═══ SELECTED EXCERPT
The default value for the name of the DeploymentStrategy document will be
deployment-strategy
.
Drydock Changes¶
API and CLI¶
- A new API needs to be provided that accepts a node filter (i.e. selector, above) and returns a list of node names that result from analysis of the design. Input to this API will also need to include a design reference.
- Drydock needs to provide a “tree” output of tasks rooted at the requested parent task. This will provide the needed success/failure status for nodes that have been prepared/deployed.
Documentation¶
Drydock documentation will be updated to match the introduction of new APIs
Shipyard Changes¶
API and CLI¶
- The commit configdocs api will need to be enhanced to look up the DeploymentStrategy by using the DeploymentConfiguration.
- The DeploymentStrategy document will need to be validated to ensure there are no circular dependencies in the groups’ declared dependencies (perhaps NetworkX).
- A new API endpoint (and matching CLI) is desired to retrieve the status of nodes as known to Drydock/MAAS and their MAAS status. The existing node list API in Drydock provides a JSON output that can be utilized for this purpose.
Workflow¶
The deploy_site and update_site workflows will be modified to utilize the DeploymentStrategy.
- The deployment configuration step will be enhanced to also read the deployment strategy and pass the information on a new xcom for use by the baremetal nodes step (see below)
- The prepare nodes and deploy nodes steps will be combined to perform both as
part of the resolution of an overall
baremetal nodes
step. The baremetal nodes step will introduce functionality that reads in the deployment strategy (from the prior xcom), and can orchestrate the calls to Drydock to enact the grouping, ordering and success evaluation. Note that Drydock will serialize tasks; there is no parallelization of prepare/deploy at this time.
══════
#### THINGS TO DO
1 – According to the design notes, which workflows will be modified to use the DeploymentStrategy?
2 – Reproduce everything in the design notes from "- The deployment configuration" down to "at this time.", swapping "baremetal nodes" for "bare-metal nodes" wherever it occurs.
═══ RECORDED INFORMATION
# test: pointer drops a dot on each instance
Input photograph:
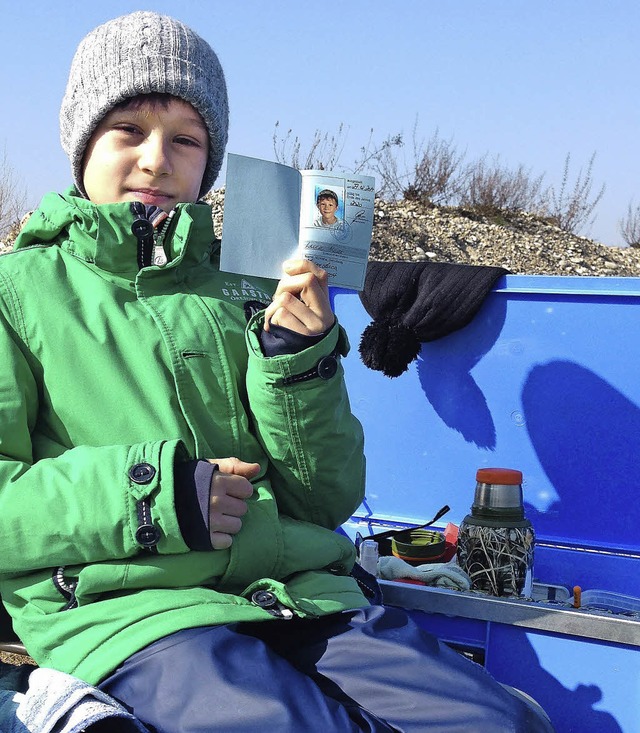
══════
#### LIST OF SOLUTIONS
1 – The deploy_site and update_site workflows.

2 –
- The deployment configuration step will be enhanced to also read the deployment strategy and pass the information on a new xcom for use by the bare-metal nodes step (see below)
- The prepare nodes and deploy nodes steps will be combined to perform both as
part of the resolution of an overall
bare-metal nodes
step. The bare-metal nodes step will introduce functionality that reads in the deployment strategy (from the prior xcom), and can orchestrate the calls to Drydock to enact the grouping, ordering and success evaluation. Note that Drydock will serialize tasks; there is no parallelization of prepare/deploy at this time.